_Selected excerpt:_
Nursing homes' 1% Medicare pay increase 'unlikely' to cover costs, expert warns
Providers expressed gratitude Tuesday at a 1% increase from the Centers for Medicare & Medicaid Services for skilled nursing services, even as it braced for quality measure implementation.
The increase translates to around $370 million more next year in aggregate payments to nursing homes. That's “critical” for SNFs, said Mark Parkinson, president and CEO of the American Health Care Association/National Association for Assisted Living.
“While there are some suggestions we offered that were not incorporated, AHCA is pleased CMS expressed willingness to work with providers on updates to the market basket going forward,” he said. “We are still reviewing the separate pre-rule notice issued by CMS and look forward to a dialogue with CMS on improving the SNF payment system.”
Betsy Rust, CPA, a partner in Healthcare Consulting at Plante Moran, however, warned the increase is unlikely to cover wage and benefits for SNFs in a competitive labor market, nor an “increase in per diem SNF costs that has resulted from spreading costs like admissions, care planning, and discharge planning over shorter lengths of stay.”
Plus, the final 2018 PPS rule included additional proposals such as an exchange function approach to set value-based incentive payment adjustments starting Oct. 1, 2018. The SNF VBP's scoring and operational policies for its first year will include one readmission measure for each year. CMS said the total amount of value-based incentives that can be made to SNFs in a fiscal year will be 60% of the total amount withheld from SNF Medicare payments for that fiscal year, as estimated by Secretary of Health and Human Services Tom Price, M.D.

_Your objective:_
Reproduce the passage of the nursing home Medicare pay article starting at "The increase translates" and ending at "for Assisted Living.". Rely only on the text about the nursing home Medicare pay increase.

(Dataset items)
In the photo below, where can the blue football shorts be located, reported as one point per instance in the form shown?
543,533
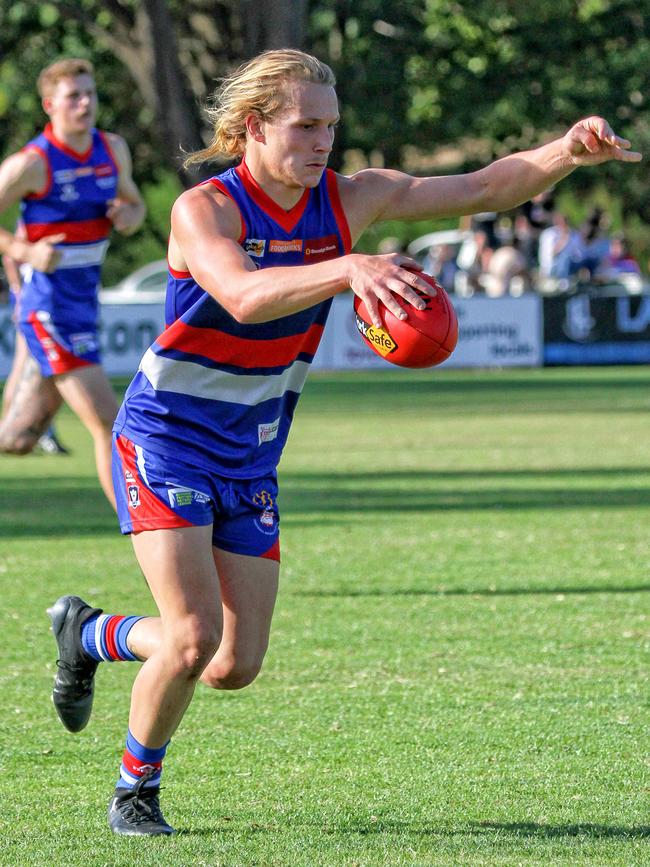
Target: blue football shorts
153,493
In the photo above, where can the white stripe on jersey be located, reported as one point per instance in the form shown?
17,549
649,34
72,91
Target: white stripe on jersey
187,377
82,255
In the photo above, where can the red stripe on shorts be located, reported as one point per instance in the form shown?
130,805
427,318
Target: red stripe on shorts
150,512
60,359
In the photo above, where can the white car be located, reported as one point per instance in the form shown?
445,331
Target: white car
145,285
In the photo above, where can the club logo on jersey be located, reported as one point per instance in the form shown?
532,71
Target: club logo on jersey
381,339
321,249
267,432
291,246
266,520
254,247
68,193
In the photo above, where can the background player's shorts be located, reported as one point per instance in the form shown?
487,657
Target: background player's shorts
58,348
151,494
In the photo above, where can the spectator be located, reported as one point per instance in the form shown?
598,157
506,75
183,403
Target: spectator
596,241
560,252
440,262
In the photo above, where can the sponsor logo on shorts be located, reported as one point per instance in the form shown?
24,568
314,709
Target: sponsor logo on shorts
381,339
133,491
83,343
266,521
320,249
267,432
294,246
254,246
185,497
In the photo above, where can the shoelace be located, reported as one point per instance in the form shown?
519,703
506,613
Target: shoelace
83,673
143,804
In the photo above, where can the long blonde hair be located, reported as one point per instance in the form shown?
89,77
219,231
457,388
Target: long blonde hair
256,87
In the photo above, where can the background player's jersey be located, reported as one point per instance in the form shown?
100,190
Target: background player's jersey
73,202
220,393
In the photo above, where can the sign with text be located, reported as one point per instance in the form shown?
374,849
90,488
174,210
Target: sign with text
125,332
492,332
587,329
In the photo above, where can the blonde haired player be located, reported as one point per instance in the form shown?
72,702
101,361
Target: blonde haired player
255,256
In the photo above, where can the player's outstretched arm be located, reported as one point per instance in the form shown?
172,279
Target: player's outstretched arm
23,173
378,194
127,210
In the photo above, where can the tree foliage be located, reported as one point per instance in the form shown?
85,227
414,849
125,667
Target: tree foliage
429,85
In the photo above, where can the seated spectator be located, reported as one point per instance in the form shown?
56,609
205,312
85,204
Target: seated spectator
561,250
506,273
595,237
472,260
440,262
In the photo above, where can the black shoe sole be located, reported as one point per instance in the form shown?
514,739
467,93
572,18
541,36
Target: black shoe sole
73,713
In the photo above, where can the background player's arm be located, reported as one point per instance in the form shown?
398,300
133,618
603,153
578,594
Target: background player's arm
21,174
373,195
205,229
127,210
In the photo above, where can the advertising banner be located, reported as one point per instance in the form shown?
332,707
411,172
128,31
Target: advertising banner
125,332
586,329
493,332
498,332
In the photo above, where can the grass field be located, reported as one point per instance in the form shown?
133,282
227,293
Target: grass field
458,672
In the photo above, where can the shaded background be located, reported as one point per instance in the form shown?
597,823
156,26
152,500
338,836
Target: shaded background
430,86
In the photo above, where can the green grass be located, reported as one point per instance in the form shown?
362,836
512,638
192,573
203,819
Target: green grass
458,672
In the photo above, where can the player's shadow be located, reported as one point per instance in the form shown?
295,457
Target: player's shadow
589,830
44,506
584,830
337,495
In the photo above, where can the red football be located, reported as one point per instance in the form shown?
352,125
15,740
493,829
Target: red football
425,338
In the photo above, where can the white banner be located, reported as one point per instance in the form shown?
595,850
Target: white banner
125,333
494,332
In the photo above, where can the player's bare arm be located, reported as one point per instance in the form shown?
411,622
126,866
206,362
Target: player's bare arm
127,210
373,195
205,230
22,174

_Response box:_
The increase translates to around $370 million more next year in aggregate payments to nursing homes. That's “critical” for SNFs, said Mark Parkinson, president and CEO of the American Health Care Association/National Association for Assisted Living.